Atherosclerosis is hardening of a blood vessel from a build up of plaque. Plaque is made of fatty deposits, cholesterol, and calcium. It builds on the inside lining of arteries. This causes the artery to narrow and harden. It affects large and medium-sized arteries.
As plaque builds up it can slow and even stop blood flow. This means the tissue supplied by the affected artery is cut off from its blood supply. This often leads to pain or decreased function. This condition can cause a number of serious health problems. Depending on the location of the blockage, it can cause:
- Coronary heart disease —loss of blood to areas of the heart
- Stroke —loss of blood to areas of the brain
- Peripheral vascular disease —characterized by leg pain with walking
In addition, a hardened artery is more likely to be damaged. Repeated damage to the inner wall of an artery causes blood clots often form. The clots are called thrombi. They can lead to a further decrease in blood flow. In some cases, a thrombus may become so large that it completely closes off the artery. It could also break into clumps, called emboli. These clumps travel through the bloodstream and lodge in smaller arteries, blocking them off. In these cases, the tissue supplied by the artery receives no oxygen. It quickly dies. When this occurs in the heart, it is called a heart attack . In the brain, it is called a stroke .
Long-term atherosclerosis can also cause arteries to weaken. In response to pressure, they may bulge. This bulge is called an aneurysm. If untreated, they can rupture and bleed.

▶ [Supplied entries]:
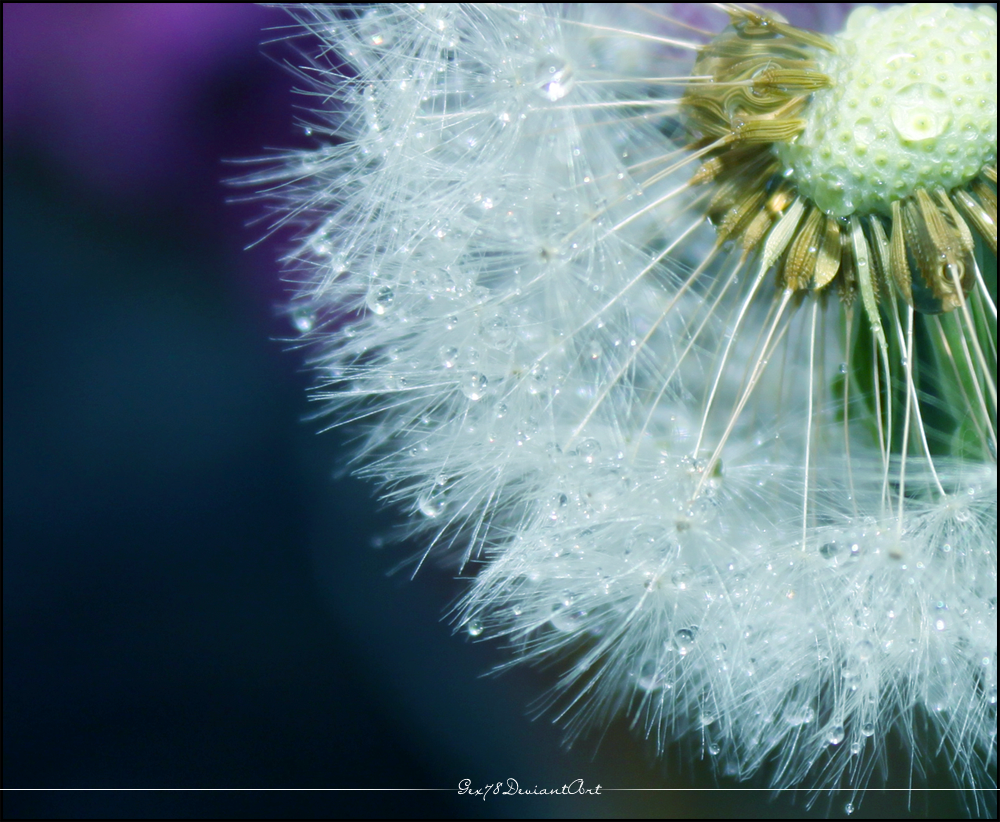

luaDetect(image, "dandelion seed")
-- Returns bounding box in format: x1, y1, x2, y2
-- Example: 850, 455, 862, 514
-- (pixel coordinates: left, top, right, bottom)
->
262, 4, 997, 812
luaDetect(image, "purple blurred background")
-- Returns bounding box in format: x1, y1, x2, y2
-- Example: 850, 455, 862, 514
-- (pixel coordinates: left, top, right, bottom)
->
3, 3, 984, 817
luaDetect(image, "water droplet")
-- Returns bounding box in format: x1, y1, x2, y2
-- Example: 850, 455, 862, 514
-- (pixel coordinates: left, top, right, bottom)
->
417, 488, 448, 519
461, 371, 489, 402
535, 55, 576, 103
819, 541, 841, 561
291, 305, 316, 334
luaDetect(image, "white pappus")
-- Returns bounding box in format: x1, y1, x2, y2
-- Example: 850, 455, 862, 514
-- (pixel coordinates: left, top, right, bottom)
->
262, 4, 997, 810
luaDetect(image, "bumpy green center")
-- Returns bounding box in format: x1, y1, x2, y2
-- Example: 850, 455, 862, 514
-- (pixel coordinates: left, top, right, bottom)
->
776, 3, 997, 217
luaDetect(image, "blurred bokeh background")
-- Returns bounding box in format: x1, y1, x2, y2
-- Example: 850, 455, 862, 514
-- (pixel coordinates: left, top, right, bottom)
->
3, 3, 992, 818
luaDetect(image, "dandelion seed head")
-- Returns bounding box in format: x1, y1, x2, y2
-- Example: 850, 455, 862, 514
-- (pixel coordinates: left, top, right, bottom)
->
778, 4, 997, 217
266, 0, 997, 812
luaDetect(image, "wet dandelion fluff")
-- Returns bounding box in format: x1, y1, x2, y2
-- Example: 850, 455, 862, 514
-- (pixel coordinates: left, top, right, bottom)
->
262, 4, 997, 807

▶ [Task instructions]:
- a) In the atherosclerosis text, why does plaque buildup often lead to pain or decreased function? Answer in one to three sentences.
- b) Retype the part of the atherosclerosis text starting with "Atherosclerosis is hardening" and going on through "and medium-sized arteries.".
- c) Answer these questions about the atherosclerosis text:
(i) What three things is plaque made of?
(ii) What are the clumps called when a thrombus breaks apart?
(iii) What is the bulge in a weakened artery called?

▶ [Solutions to each task]:
- a) As plaque builds up, it can slow or even stop blood flow. The tissue supplied by the affected artery is then cut off from its blood supply, and this often leads to pain or decreased function.

- b)
Atherosclerosis is hardening of a blood vessel from a build up of plaque. Plaque is made of fatty deposits, cholesterol, and calcium. It builds on the inside lining of arteries. This causes the artery to narrow and harden. It affects large and medium-sized arteries.

- c)
(i) Fatty deposits, cholesterol, and calcium.
(ii) Emboli.
(iii) An aneurysm.